**Task instructions**
- A) Transcribe the Close to Space post word for word, beginning at "Throughout the lecture, I" and stopping after "(i.e., the planetarium).".
- B) Write the next part of the Close to Space post, picking up right after its last sentence.
::: Page text :::
Week 10 – Close to Space

As human beings, we are limited by the technology available to us and constricted by the step-by-step progress of its advancements.  Although we have already explored much of space by distant observational techniques like the telescope and planet roamers like the Mars Curiosity and Opportunity rovers, there is still a gap between what we humans have experienced personally and what is solely head knowledge and data.

Throughout the lecture, I was very interested in the work that Adam Burgasser has completed as an observational astrophysicist.  One project that interests me the most is his Project Planetaria, founded in 2011 by Burgasser, Tara Knight who does theater and dance, and Michael Trigilio in Visual Arts.

According to the Project Planetaria website,

Project Planetaria aims to investigate new trans-sensory experiences of our Universe: remapping astronomical information into different sensory pathways and aesthetic modes to extract new meaning and understanding of the cosmic environment.

Project Planetaria aims to encourage appreciation, awareness and reconnection with the Universe through participatory performances, virtual experiences, and integrating new artistic modes into traditional astronomical venues (i.e., the planetarium).

Project Planetaria aims to critically analyze the aesthetic nature of the Universe and of our measurements of it, blending qualitative and quantitative techniques, as well as scientific and artistic perspectives.

One of the ways Burgasser’s project transcends billions of miles to connect humans and stars is evolution of a star translated into music for our ears.  As its life cycle comes to its conclusion, the MESA (Modules in Experiments in Stellar Astrophysics) software package runs and generates a music score inspired by the life and death of the star in focus.  These types of programs help to connect stars and its life to the everyday senses of the average human being.  This simple program has created something much more tangible than what the non-scientists might see in stars, and allows a deeper and more emotional connection through music for people who may enjoy art for its natural foundation in science, even if they have not studied the field.
::: Supplied information :::
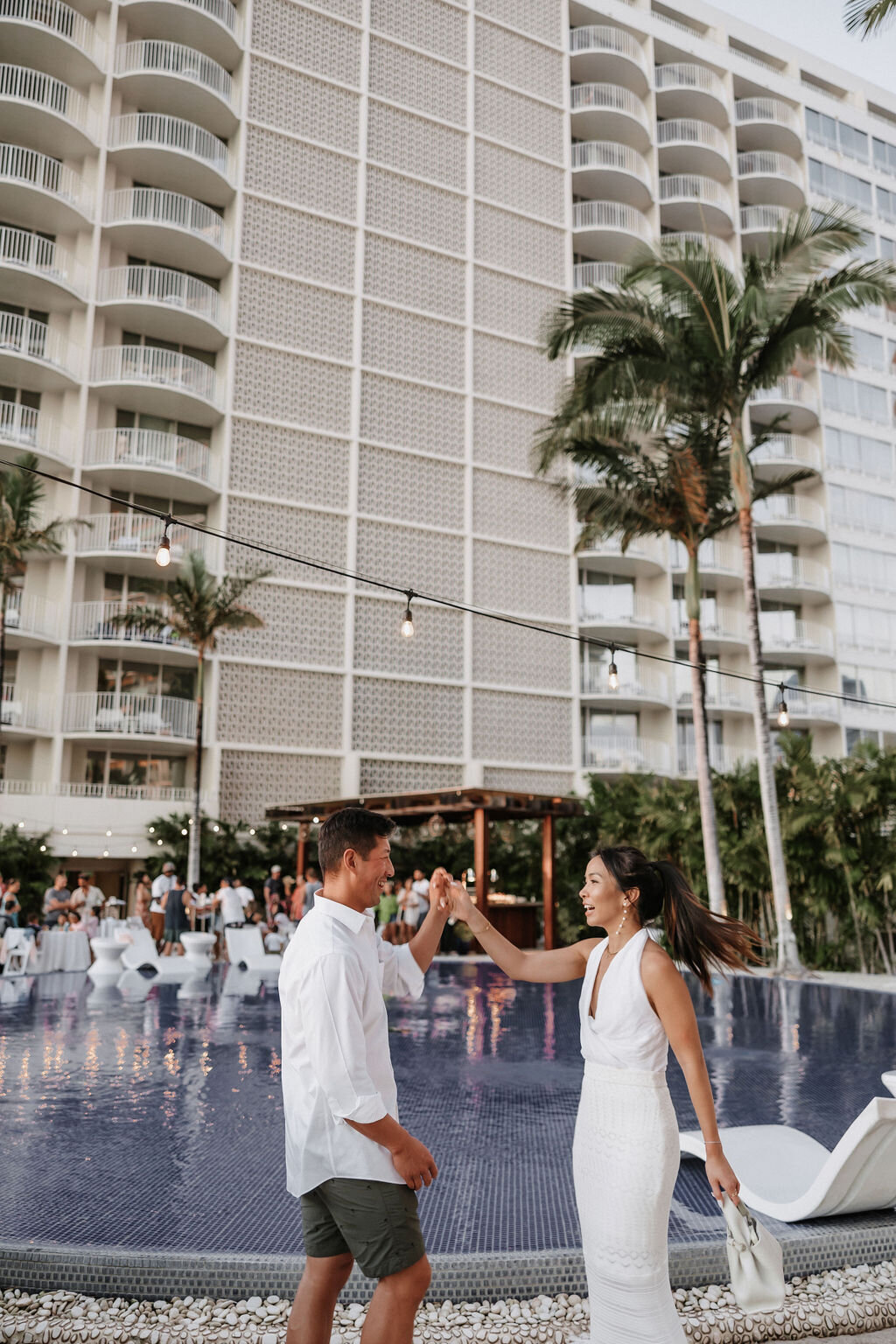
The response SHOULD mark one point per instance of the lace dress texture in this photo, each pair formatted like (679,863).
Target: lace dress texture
(625,1156)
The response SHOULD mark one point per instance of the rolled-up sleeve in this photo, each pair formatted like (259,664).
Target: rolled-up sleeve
(401,972)
(335,1038)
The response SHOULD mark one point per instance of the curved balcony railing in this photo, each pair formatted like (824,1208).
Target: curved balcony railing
(150,448)
(60,19)
(609,214)
(25,165)
(172,58)
(42,257)
(148,206)
(158,284)
(150,365)
(25,85)
(186,137)
(599,97)
(125,714)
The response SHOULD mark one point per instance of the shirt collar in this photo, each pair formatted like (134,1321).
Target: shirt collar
(354,920)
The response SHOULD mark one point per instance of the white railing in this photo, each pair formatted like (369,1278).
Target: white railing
(27,165)
(25,85)
(125,714)
(152,365)
(625,756)
(186,137)
(607,153)
(788,448)
(42,257)
(148,206)
(610,214)
(607,98)
(135,534)
(30,614)
(27,336)
(160,285)
(766,163)
(58,18)
(788,508)
(766,109)
(171,58)
(24,709)
(150,448)
(105,621)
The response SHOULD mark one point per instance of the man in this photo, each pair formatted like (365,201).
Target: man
(348,1160)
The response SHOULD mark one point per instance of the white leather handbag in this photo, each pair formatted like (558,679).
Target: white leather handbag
(755,1261)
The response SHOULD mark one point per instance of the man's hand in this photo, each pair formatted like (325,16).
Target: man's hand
(414,1161)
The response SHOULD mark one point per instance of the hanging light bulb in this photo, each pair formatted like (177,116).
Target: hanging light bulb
(407,620)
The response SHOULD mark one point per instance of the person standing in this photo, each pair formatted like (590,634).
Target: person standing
(348,1158)
(634,1003)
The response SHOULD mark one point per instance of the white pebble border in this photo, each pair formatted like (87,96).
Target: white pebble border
(838,1303)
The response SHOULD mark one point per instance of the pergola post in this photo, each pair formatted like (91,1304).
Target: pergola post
(547,879)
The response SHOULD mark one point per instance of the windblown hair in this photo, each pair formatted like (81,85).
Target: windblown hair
(697,937)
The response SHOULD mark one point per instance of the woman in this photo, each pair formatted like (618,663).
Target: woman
(634,1003)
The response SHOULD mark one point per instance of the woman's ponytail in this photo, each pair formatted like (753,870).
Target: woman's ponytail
(697,938)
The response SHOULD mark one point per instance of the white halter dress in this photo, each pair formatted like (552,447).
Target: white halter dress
(625,1156)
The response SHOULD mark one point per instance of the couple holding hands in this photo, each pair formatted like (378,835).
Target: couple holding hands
(356,1170)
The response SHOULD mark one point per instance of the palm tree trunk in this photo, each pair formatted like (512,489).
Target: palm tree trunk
(193,852)
(715,883)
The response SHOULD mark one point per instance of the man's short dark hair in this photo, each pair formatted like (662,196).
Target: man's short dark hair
(351,828)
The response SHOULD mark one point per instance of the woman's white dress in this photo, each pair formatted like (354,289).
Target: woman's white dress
(625,1156)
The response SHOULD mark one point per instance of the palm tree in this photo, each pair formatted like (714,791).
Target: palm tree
(725,338)
(196,606)
(20,533)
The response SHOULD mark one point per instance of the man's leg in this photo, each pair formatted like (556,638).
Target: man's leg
(389,1319)
(311,1321)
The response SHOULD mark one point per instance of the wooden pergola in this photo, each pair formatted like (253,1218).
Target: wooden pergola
(454,805)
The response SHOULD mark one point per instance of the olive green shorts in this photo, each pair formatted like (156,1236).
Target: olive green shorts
(375,1221)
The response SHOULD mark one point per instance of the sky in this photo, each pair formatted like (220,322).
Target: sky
(817,25)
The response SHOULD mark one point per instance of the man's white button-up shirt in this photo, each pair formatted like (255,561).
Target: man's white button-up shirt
(335,1043)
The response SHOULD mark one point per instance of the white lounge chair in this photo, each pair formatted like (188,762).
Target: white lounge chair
(790,1176)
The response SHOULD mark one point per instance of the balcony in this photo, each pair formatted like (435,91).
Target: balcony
(767,124)
(168,228)
(688,145)
(47,112)
(612,172)
(788,637)
(792,396)
(172,78)
(35,356)
(609,112)
(122,715)
(150,461)
(158,382)
(185,156)
(164,304)
(641,617)
(767,178)
(52,35)
(790,518)
(692,202)
(688,90)
(30,620)
(606,230)
(38,273)
(211,25)
(785,453)
(625,756)
(599,52)
(29,430)
(24,714)
(788,578)
(42,192)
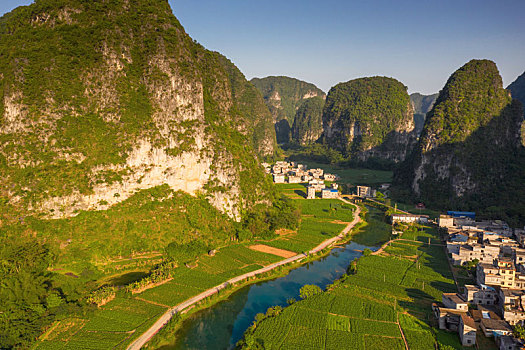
:::
**List of answers**
- A)
Throughout the lecture, I was very interested in the work that Adam Burgasser has completed as an observational astrophysicist.  One project that interests me the most is his Project Planetaria, founded in 2011 by Burgasser, Tara Knight who does theater and dance, and Michael Trigilio in Visual Arts.

According to the Project Planetaria website,

Project Planetaria aims to investigate new trans-sensory experiences of our Universe: remapping astronomical information into different sensory pathways and aesthetic modes to extract new meaning and understanding of the cosmic environment.

Project Planetaria aims to encourage appreciation, awareness and reconnection with the Universe through participatory performances, virtual experiences, and integrating new artistic modes into traditional astronomical venues (i.e., the planetarium).

- B)
Another line Burgasser draws is our inherent biological connection to the natural world.  For example, the lunar effect has been a highly studied and controversial matter. There are multiple correlations between certain biological cycles and the phases of the moon, yet we now have new innovations that render the skies obsolete. We no longer need to look at the Universe to tell us time, when our agricultural seasons must start, migration patterns, and Burgasser argues that people have lost their aesthetic appreciation of the utility of the Universe. Is the Universe still appreciated like modern poetry and paintings or is it solely for analyzing and seen from the scientific perspective?

Project Planataria’s first installation, “Solar Variations”, has been installed at UCSD’s Experimental Media Lab in the visual arts department and is already mapping data of sunsets’ light into audio output and UV light into the visible spectrum.

For me, the falling stars and distant unknowns have always been a pleasure aesthetically and scientifically. The movie Interstellar was a fantastic way to show the intersection of science and something more grand and beautiful as the physical portrayal of a wormhole or a black hole. I am very excited to see what the future holds for projects like these as they continue to find new ways to cross galaxies in small steps.